>> Begin

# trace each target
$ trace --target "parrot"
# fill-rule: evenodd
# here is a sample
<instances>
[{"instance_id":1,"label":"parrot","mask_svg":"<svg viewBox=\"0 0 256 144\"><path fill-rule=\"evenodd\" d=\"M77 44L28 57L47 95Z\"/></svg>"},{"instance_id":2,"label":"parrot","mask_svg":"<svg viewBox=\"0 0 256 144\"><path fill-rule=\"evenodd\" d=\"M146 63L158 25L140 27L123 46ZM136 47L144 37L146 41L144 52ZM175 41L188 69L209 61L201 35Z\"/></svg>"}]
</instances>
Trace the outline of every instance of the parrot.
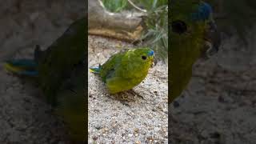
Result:
<instances>
[{"instance_id":1,"label":"parrot","mask_svg":"<svg viewBox=\"0 0 256 144\"><path fill-rule=\"evenodd\" d=\"M126 50L112 55L98 67L90 68L98 74L110 94L131 90L147 75L154 52L148 47Z\"/></svg>"},{"instance_id":2,"label":"parrot","mask_svg":"<svg viewBox=\"0 0 256 144\"><path fill-rule=\"evenodd\" d=\"M170 10L169 103L186 89L192 77L194 63L216 54L221 43L213 10L208 3L200 0L173 0Z\"/></svg>"},{"instance_id":3,"label":"parrot","mask_svg":"<svg viewBox=\"0 0 256 144\"><path fill-rule=\"evenodd\" d=\"M6 60L8 72L33 78L46 102L69 128L71 139L86 138L86 42L87 18L73 22L46 50L36 46L34 58Z\"/></svg>"}]
</instances>

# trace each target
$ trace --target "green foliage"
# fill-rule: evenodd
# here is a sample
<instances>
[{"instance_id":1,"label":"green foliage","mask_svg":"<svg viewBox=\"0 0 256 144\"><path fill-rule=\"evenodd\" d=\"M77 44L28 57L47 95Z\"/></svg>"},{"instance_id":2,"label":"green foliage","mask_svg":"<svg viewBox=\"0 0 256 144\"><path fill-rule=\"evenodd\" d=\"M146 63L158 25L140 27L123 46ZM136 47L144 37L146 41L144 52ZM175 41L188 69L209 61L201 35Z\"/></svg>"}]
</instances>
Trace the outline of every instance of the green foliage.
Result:
<instances>
[{"instance_id":1,"label":"green foliage","mask_svg":"<svg viewBox=\"0 0 256 144\"><path fill-rule=\"evenodd\" d=\"M127 0L102 0L104 6L110 11L118 13L127 7Z\"/></svg>"},{"instance_id":2,"label":"green foliage","mask_svg":"<svg viewBox=\"0 0 256 144\"><path fill-rule=\"evenodd\" d=\"M156 58L166 62L168 56L168 6L152 6L147 13L147 31L144 32L142 39L155 51Z\"/></svg>"},{"instance_id":3,"label":"green foliage","mask_svg":"<svg viewBox=\"0 0 256 144\"><path fill-rule=\"evenodd\" d=\"M117 2L115 3L114 2ZM127 0L102 0L104 6L112 12L131 10L134 7ZM142 37L143 46L150 46L158 59L166 62L168 53L168 0L134 0L137 6L146 10L145 24L147 30Z\"/></svg>"}]
</instances>

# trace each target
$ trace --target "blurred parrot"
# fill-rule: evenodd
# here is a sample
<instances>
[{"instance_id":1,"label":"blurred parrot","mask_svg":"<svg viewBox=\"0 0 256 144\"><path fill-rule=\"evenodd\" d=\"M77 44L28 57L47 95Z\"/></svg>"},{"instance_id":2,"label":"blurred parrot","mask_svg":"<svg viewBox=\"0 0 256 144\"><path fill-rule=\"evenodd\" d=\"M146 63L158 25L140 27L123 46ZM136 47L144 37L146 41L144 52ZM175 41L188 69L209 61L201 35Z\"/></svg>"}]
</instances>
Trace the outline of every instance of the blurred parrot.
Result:
<instances>
[{"instance_id":1,"label":"blurred parrot","mask_svg":"<svg viewBox=\"0 0 256 144\"><path fill-rule=\"evenodd\" d=\"M213 10L208 3L173 0L170 10L170 103L186 89L194 63L217 53L221 42Z\"/></svg>"},{"instance_id":2,"label":"blurred parrot","mask_svg":"<svg viewBox=\"0 0 256 144\"><path fill-rule=\"evenodd\" d=\"M138 48L121 51L110 57L102 66L90 68L98 74L110 94L128 90L138 85L147 75L154 61L154 50Z\"/></svg>"},{"instance_id":3,"label":"blurred parrot","mask_svg":"<svg viewBox=\"0 0 256 144\"><path fill-rule=\"evenodd\" d=\"M86 141L86 38L87 18L77 20L46 50L38 46L34 59L6 62L6 70L34 77L54 112L75 141Z\"/></svg>"}]
</instances>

>> End

§ **Exercise prompt**:
Omit every picture, then repeat the remaining data exactly as it appears above.

§ **Exercise response**:
# trace each target
$ trace --target "parrot"
# fill-rule: evenodd
# here is a sample
<instances>
[{"instance_id":1,"label":"parrot","mask_svg":"<svg viewBox=\"0 0 256 144\"><path fill-rule=\"evenodd\" d=\"M77 44L28 57L47 95Z\"/></svg>"},{"instance_id":2,"label":"parrot","mask_svg":"<svg viewBox=\"0 0 256 144\"><path fill-rule=\"evenodd\" d=\"M146 63L158 25L140 27L123 46ZM136 47L144 37L146 41L144 52ZM175 41L188 69L209 61L201 35Z\"/></svg>"}]
</instances>
Trace the outline of every instance of the parrot.
Result:
<instances>
[{"instance_id":1,"label":"parrot","mask_svg":"<svg viewBox=\"0 0 256 144\"><path fill-rule=\"evenodd\" d=\"M126 50L112 55L98 67L90 68L98 74L110 94L131 90L147 75L154 52L148 47Z\"/></svg>"},{"instance_id":2,"label":"parrot","mask_svg":"<svg viewBox=\"0 0 256 144\"><path fill-rule=\"evenodd\" d=\"M170 10L169 103L186 89L192 77L194 63L216 54L221 43L213 10L208 3L200 0L173 0Z\"/></svg>"},{"instance_id":3,"label":"parrot","mask_svg":"<svg viewBox=\"0 0 256 144\"><path fill-rule=\"evenodd\" d=\"M6 60L8 72L33 78L46 102L69 128L71 139L86 138L86 42L87 18L73 22L46 50L36 46L34 58Z\"/></svg>"}]
</instances>

# trace each target
$ trace --target "green foliage"
# fill-rule: evenodd
# here is a sample
<instances>
[{"instance_id":1,"label":"green foliage","mask_svg":"<svg viewBox=\"0 0 256 144\"><path fill-rule=\"evenodd\" d=\"M77 44L28 57L47 95Z\"/></svg>"},{"instance_id":2,"label":"green foliage","mask_svg":"<svg viewBox=\"0 0 256 144\"><path fill-rule=\"evenodd\" d=\"M146 63L158 25L140 27L123 46ZM136 47L144 37L146 41L144 52ZM175 41L188 69L209 61L201 35Z\"/></svg>"}]
</instances>
Trace the outline of every instance of the green foliage.
Result:
<instances>
[{"instance_id":1,"label":"green foliage","mask_svg":"<svg viewBox=\"0 0 256 144\"><path fill-rule=\"evenodd\" d=\"M127 0L102 0L104 6L110 11L118 13L127 7Z\"/></svg>"},{"instance_id":2,"label":"green foliage","mask_svg":"<svg viewBox=\"0 0 256 144\"><path fill-rule=\"evenodd\" d=\"M156 58L166 62L168 56L168 6L152 6L147 13L147 31L144 32L142 39L155 51Z\"/></svg>"},{"instance_id":3,"label":"green foliage","mask_svg":"<svg viewBox=\"0 0 256 144\"><path fill-rule=\"evenodd\" d=\"M117 2L115 3L114 2ZM127 0L102 0L104 6L112 12L131 10L134 7ZM142 37L143 46L150 46L158 59L166 62L168 53L168 0L134 0L137 6L146 10L145 24L147 30Z\"/></svg>"}]
</instances>

# trace each target
$ trace --target "blurred parrot"
# fill-rule: evenodd
# here is a sample
<instances>
[{"instance_id":1,"label":"blurred parrot","mask_svg":"<svg viewBox=\"0 0 256 144\"><path fill-rule=\"evenodd\" d=\"M77 44L28 57L47 95Z\"/></svg>"},{"instance_id":2,"label":"blurred parrot","mask_svg":"<svg viewBox=\"0 0 256 144\"><path fill-rule=\"evenodd\" d=\"M146 63L158 25L140 27L123 46ZM136 47L144 37L146 41L144 52ZM175 41L188 69L209 61L201 35Z\"/></svg>"}]
</instances>
Trace the outline of every instance of the blurred parrot.
Result:
<instances>
[{"instance_id":1,"label":"blurred parrot","mask_svg":"<svg viewBox=\"0 0 256 144\"><path fill-rule=\"evenodd\" d=\"M213 10L208 3L173 0L170 10L170 103L186 89L194 63L217 53L221 42Z\"/></svg>"},{"instance_id":2,"label":"blurred parrot","mask_svg":"<svg viewBox=\"0 0 256 144\"><path fill-rule=\"evenodd\" d=\"M138 48L121 51L110 57L102 66L90 68L98 74L110 94L128 90L138 85L147 75L154 61L154 50Z\"/></svg>"},{"instance_id":3,"label":"blurred parrot","mask_svg":"<svg viewBox=\"0 0 256 144\"><path fill-rule=\"evenodd\" d=\"M86 141L86 38L87 18L77 20L46 50L38 46L34 59L6 62L6 70L34 77L54 112L75 141Z\"/></svg>"}]
</instances>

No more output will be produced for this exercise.